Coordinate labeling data
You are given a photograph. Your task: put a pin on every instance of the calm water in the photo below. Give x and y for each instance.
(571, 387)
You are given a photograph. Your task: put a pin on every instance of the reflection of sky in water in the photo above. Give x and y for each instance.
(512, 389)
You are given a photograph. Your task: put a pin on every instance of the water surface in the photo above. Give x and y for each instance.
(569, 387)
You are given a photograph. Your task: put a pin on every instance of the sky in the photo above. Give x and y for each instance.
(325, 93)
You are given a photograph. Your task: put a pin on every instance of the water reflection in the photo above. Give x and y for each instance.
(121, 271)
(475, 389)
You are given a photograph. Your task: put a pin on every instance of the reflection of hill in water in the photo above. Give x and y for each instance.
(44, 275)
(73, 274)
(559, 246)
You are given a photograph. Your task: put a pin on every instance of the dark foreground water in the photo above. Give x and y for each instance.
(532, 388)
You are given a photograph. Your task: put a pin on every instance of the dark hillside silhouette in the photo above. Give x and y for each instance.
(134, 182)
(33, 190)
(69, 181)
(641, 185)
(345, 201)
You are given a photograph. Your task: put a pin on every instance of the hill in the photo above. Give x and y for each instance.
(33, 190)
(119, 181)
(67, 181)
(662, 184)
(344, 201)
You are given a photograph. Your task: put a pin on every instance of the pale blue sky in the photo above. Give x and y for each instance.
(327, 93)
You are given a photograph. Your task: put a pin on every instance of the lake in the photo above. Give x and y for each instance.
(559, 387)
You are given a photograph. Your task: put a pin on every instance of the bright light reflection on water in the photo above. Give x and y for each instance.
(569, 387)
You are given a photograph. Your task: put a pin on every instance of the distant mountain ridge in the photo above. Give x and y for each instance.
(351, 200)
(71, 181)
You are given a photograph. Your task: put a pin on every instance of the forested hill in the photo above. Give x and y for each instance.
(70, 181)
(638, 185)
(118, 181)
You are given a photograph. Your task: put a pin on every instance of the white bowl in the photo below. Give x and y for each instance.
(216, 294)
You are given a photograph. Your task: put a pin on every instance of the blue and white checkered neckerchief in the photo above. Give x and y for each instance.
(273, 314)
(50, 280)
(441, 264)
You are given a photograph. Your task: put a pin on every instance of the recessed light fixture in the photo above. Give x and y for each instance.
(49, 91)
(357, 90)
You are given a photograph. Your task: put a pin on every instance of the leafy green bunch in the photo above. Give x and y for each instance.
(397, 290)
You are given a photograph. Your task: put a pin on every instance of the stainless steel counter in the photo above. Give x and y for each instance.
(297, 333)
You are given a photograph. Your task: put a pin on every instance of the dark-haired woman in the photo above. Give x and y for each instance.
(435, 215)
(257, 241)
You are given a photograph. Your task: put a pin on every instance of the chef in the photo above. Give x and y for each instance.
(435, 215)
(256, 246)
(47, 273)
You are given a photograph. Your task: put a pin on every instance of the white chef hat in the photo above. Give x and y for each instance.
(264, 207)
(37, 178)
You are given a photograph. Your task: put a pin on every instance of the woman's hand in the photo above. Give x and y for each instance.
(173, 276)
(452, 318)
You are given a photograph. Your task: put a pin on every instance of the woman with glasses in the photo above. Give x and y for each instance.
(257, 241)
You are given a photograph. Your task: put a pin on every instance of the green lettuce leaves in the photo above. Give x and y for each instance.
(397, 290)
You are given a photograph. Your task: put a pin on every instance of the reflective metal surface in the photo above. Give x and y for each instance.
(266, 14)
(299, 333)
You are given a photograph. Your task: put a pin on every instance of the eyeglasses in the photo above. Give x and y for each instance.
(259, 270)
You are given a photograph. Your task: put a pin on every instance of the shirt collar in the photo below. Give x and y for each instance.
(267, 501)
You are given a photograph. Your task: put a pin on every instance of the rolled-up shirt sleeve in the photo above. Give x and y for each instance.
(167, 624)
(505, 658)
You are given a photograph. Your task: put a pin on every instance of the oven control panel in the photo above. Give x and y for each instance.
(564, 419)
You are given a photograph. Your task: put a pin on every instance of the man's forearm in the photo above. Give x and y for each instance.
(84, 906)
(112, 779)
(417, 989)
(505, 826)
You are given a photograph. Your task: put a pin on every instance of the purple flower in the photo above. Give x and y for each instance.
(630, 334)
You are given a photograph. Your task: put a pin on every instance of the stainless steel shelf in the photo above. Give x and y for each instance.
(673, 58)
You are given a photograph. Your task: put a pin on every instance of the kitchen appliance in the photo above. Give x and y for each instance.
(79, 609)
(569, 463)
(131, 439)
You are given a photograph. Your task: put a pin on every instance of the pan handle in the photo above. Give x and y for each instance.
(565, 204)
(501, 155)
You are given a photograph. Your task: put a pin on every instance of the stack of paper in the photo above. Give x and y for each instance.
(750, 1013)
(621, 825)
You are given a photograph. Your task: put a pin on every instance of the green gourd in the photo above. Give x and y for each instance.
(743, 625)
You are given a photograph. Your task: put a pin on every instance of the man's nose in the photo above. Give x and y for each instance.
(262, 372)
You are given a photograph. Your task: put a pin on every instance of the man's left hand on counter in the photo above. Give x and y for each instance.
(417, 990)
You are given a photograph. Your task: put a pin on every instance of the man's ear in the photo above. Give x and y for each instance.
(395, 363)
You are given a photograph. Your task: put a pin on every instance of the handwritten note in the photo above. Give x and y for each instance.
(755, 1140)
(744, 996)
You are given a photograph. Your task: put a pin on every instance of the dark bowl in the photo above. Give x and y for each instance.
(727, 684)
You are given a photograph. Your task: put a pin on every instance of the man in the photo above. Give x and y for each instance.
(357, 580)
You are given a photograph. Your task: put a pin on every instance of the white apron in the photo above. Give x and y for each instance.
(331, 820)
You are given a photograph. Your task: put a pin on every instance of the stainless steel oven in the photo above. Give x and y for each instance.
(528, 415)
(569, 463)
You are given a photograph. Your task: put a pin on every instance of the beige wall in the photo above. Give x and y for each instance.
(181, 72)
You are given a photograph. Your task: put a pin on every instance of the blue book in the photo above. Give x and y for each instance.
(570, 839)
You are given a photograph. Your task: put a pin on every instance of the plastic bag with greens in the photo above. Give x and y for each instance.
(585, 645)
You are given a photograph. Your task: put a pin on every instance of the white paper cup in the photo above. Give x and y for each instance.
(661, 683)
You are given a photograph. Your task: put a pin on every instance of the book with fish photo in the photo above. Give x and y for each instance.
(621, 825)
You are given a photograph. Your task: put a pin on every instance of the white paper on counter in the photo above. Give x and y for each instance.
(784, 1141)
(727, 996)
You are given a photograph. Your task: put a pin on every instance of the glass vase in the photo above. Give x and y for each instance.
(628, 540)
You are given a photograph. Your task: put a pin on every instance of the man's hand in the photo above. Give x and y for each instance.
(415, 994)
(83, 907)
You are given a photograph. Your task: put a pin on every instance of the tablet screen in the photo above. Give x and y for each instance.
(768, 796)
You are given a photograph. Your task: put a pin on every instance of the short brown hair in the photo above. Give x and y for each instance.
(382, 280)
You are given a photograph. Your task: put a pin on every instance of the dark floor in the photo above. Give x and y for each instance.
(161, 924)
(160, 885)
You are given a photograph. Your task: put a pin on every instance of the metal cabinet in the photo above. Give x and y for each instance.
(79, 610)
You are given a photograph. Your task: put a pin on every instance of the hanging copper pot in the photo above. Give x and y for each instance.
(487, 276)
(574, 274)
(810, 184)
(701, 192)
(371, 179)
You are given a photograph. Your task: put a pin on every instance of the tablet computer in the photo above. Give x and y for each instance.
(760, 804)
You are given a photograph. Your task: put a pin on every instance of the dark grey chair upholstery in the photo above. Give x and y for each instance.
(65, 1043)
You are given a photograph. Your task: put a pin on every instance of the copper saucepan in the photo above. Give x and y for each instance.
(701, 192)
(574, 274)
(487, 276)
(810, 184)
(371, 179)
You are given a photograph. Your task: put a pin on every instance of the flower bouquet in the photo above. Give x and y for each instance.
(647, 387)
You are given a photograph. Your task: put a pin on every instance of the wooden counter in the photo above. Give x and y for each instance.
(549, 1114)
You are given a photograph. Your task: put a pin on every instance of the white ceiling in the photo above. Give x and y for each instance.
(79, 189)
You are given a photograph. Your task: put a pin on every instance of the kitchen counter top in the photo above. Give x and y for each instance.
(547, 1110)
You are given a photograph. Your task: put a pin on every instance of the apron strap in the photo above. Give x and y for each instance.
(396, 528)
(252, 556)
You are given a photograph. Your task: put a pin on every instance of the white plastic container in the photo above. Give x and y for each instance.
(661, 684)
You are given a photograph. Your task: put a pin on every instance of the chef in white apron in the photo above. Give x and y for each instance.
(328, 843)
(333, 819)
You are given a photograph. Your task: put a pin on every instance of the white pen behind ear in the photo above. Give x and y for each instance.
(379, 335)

• REQUIRED WORK: Extract every line from the one with "of the apron" down to the final line above, both included, exactly as written.

• OUTPUT OF THE TASK:
You are given a photograph. Your task: put a pin on every instance of the apron strap in the photo above. Give x and y for each instance.
(396, 528)
(252, 556)
You are given a photograph. Your task: put a pin on every instance of the white plastic container in the photo above. Give x and y for each instance.
(661, 684)
You are given a photograph. Your task: put a pin on every instance of the chef in white apron in the photo above. Give x and y for each instance.
(328, 843)
(333, 819)
You are given a photograph. Your task: put a pin on every instance of the white pen behind ear in the photo above. Give x and y for each instance.
(379, 335)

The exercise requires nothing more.